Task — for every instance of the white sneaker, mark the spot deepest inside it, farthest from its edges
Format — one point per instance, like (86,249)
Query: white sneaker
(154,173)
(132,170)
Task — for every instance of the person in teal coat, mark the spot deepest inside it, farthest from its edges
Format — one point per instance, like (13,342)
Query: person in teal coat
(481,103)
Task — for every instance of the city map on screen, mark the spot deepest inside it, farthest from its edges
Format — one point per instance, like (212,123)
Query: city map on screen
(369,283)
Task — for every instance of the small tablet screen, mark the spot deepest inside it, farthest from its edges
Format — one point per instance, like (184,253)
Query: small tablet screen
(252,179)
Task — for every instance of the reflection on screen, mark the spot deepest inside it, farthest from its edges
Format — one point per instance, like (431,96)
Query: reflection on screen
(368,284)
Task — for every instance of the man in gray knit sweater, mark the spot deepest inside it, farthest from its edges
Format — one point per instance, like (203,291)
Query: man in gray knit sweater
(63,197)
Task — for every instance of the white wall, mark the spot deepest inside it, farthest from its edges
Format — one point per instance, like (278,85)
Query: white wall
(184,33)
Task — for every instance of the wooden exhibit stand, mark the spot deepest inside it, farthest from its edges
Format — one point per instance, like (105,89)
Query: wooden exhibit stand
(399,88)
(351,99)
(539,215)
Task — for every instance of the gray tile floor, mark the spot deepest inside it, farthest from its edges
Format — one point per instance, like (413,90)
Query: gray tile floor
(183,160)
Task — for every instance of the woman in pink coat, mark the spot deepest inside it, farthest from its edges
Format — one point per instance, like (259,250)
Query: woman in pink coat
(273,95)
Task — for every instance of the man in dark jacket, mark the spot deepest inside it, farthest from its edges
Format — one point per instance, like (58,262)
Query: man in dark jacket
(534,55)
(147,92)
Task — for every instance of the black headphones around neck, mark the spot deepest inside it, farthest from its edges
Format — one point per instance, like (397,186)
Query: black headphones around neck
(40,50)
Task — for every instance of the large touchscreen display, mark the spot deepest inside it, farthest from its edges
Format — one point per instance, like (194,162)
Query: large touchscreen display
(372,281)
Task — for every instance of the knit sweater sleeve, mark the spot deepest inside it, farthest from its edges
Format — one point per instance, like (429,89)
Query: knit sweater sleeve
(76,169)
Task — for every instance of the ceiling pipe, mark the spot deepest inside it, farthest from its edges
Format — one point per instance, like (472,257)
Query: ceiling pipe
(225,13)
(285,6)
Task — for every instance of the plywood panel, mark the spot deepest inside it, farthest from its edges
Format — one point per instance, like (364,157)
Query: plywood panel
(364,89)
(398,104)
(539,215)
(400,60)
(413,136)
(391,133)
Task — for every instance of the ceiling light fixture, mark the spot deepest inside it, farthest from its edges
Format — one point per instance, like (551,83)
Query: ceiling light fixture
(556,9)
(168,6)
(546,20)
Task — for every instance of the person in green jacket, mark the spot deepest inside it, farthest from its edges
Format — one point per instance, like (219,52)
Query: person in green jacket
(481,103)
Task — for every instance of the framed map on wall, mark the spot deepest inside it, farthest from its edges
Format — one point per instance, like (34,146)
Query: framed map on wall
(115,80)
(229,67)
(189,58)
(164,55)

····················

ABOUT THIS TASK: Your task is to transcribe the listing above in full and exactly.

REPLY:
Task — for every instance of the white sneaker, mark the spot deepest inside it, farthest from its edges
Format — one point per instance, like (86,249)
Query: white sneaker
(154,173)
(132,170)
Task — for every instance of the person in teal coat, mark the spot deepest inside it, farthest from its edges
Format — one point per instance, like (13,342)
Query: person in teal coat
(481,103)
Task — for every instance of the city map on screen, mark the spot deepest inside it, farthest from its edges
Format — one point per instance, like (212,123)
Query: city map on screen
(369,283)
Task — for every instance of the small tablet screen, mark the spot deepest inside it, farthest from its edges
Format — one point per instance, like (184,253)
Query: small tablet screen
(252,179)
Task — for every instance of the reflection on screen, mark the spot deepest inside it, farthest from its edges
Format — one point per instance, like (431,96)
Query: reflection on screen
(368,284)
Task — for every instance of the man in gray knit sweater, mark the spot deepest inside it, farthest from its edges
Format — one point per instance, like (203,291)
Query: man in gray knit sweater
(63,197)
Task — for every instance of the white wall, mark the spot deepest inside it, farthest from its edges
Format — one point per instance, like (278,85)
Query: white wall
(184,33)
Task — for every instance of the wooden exhibit stand, mark the spot deepest inside it, farthest from its edges
Format — one point per instance, like (105,89)
Query: wooden exhibit stand
(399,88)
(351,99)
(539,215)
Task — for every instance of the gray tile floor, mark the spot deepest inside it, farthest from its edges
Format — one point per instance, like (413,90)
Query: gray tile floor
(183,160)
Task — for every instance of the woman in pink coat, mark the spot deepest inside it, farthest from its edges
Format — one point per instance, like (259,250)
Query: woman in pink coat
(273,95)
Task — for every instance of the man in dark jacket, mark the spot deepest inside it, farthest from its edges
Format — one point per instance, like (58,262)
Query: man in dark jacket
(534,55)
(147,92)
Task — for every instance of the black headphones around neck, mark the spot deepest inside it, farthest from its edges
Format — one point per instance, like (397,186)
Query: black headphones around neck
(40,50)
Task — for every instance of the large touchscreen display, mark the spot deepest inside it, farthest from its edges
Format — one point per instance, like (194,162)
Query: large touchscreen display
(372,281)
Task — for every instance of the knit sweater sleeve, mark the spot deepest inside it, farthest from its edges
Format — one point per instance, like (429,89)
Query: knit sweater sleeve
(76,169)
Task — for every instance of the ceiling pipe, mark the spot deepest inside it, farthest from its edges
Format — one point per instance, like (472,257)
Query: ceiling pipe
(225,13)
(285,6)
Task — for every instance of the plywood panel, mark the spot deepest inside it, farthest from its edges
Format — one point per instance, like (364,157)
Query: plywood panel
(364,89)
(398,104)
(539,215)
(400,60)
(413,136)
(391,133)
Task — for every instance of the ceiling light fixture, mark the spot deepest inside it, farthest from its edges
Format — one point per instance, like (551,83)
Query: ceiling light fixture
(556,9)
(168,6)
(546,20)
Task — for every instance of the person in green jacket, mark the spot deepest inside it, farthest from its edges
Format — one point per instance, like (219,52)
Query: person in green jacket
(481,103)
Task — for every instance of the framed map on wall, mark the spot deepest inside it, farthest from its edges
Format — one point per instance, like (34,146)
Query: framed map on wall
(115,80)
(229,67)
(189,58)
(164,55)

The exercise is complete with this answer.